__What you are asked to do__.
Print the data below again in full, exactly as it stands, with no images.

__Data records__.
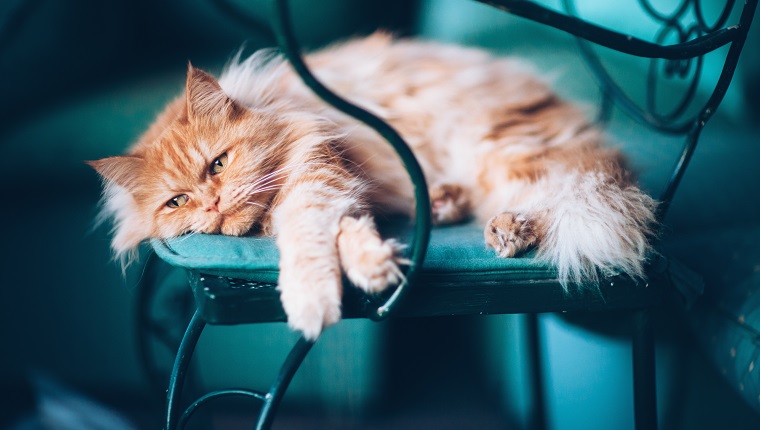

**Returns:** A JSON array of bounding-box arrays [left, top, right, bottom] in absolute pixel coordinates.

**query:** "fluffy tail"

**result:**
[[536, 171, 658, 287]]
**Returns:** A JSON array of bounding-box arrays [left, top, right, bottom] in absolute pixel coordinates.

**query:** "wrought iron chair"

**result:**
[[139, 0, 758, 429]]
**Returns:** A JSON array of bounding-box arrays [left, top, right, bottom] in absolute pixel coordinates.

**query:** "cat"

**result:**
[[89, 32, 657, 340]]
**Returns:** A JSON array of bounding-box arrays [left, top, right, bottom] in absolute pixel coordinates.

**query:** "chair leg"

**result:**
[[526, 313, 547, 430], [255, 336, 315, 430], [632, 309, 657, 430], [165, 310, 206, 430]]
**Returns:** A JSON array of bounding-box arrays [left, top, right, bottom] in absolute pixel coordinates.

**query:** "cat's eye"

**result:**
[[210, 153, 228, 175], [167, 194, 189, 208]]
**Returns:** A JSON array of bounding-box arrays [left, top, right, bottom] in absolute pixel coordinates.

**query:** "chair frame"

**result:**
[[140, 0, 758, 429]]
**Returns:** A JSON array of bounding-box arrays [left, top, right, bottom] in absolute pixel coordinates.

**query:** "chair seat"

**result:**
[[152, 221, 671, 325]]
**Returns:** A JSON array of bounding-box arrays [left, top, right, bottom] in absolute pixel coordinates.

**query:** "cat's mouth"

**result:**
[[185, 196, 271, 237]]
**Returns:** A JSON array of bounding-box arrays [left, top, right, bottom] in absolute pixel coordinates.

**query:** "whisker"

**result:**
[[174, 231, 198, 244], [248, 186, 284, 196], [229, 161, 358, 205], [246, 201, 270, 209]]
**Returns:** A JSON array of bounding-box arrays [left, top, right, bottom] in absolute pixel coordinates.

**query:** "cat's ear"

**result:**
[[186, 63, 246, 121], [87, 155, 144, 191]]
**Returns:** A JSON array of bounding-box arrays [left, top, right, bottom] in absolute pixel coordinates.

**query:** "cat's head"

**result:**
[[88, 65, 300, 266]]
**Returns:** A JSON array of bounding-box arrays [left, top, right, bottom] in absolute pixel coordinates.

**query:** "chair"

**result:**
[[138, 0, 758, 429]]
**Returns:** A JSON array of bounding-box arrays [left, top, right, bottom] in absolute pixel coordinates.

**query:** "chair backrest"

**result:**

__Expected answer__.
**Returns:** A JSON array of bounding-box arrays [left, top, right, bottom] in absolute pixel coordinates.

**query:** "fluffy tail"

**result:**
[[536, 171, 658, 287]]
**Returns:** A JSON array of bounding-box arrays [left, top, right, bottom] in absolute pixel coordinates.

**query:** "wrought iron chair"

**result:**
[[139, 0, 758, 429]]
**Returns:** A JSON array of bounding-box arrays [left, top, right, bottom] in absolute pixel coordinates.

**query:** "cat"

**result:**
[[89, 32, 657, 340]]
**Returns:** A JSON array of bounding-box arrays [left, top, right, bottom] in absolute pixel coordinates.

**query:** "chair leg"

**result:**
[[526, 313, 547, 430], [255, 336, 315, 430], [632, 309, 657, 430], [165, 310, 206, 430]]
**Returns:** A JSON array of bounding-box arrays [left, top, right, bottom] in absolute pixel coordinates.

**query:** "cat's eye"

**result:**
[[210, 153, 228, 175], [167, 194, 189, 208]]
**Returns:** A JSON array of bounding-box arrays [left, top, right, bottom] in absolute pixel coordinates.

**query:** "chair frame"

**result:**
[[140, 0, 758, 429]]
**Returns:** A JSON array of bounding-box arrays [left, top, right, bottom] in absolute pixel coordinates.

**query:** "chair seat"

**result:**
[[152, 221, 671, 325]]
**Returns:** A JSON array of bounding-box arrays [left, top, right, bottom] in absolute pixel coordinates.

**query:** "cat's mouth"

**result:**
[[185, 196, 271, 237]]
**Returns:** A JSON array of bounding-box arrays [left, top, right, bottom] in absolute pixel coordinates.

**query:** "whisker"

**result:**
[[174, 231, 198, 244], [248, 186, 284, 196], [229, 161, 358, 205], [246, 201, 270, 209]]
**Returns:** A JSON array of bounding-box arrays [left, top, right, bottom] in absolute pixel coordinates.

**query:** "cat's ear"

**result:**
[[186, 63, 246, 121], [87, 155, 144, 191]]
**Returns:** A JSON array of bounding-box arrays [left, top, right, bottom] in absolute pixel coordinates.

**query:** "cat's head"

**result:**
[[88, 65, 300, 266]]
**Returns:** A JSON array of bounding-box arrays [left, top, right, bottom] in absolute pixel coordinates.

**query:** "chair"

**result:**
[[138, 0, 758, 429]]
**Returns:** A JSON array of bounding-box arrays [left, top, right, bottom] in absolute pixel coordinates.

**query:** "chair backrest"

**result:**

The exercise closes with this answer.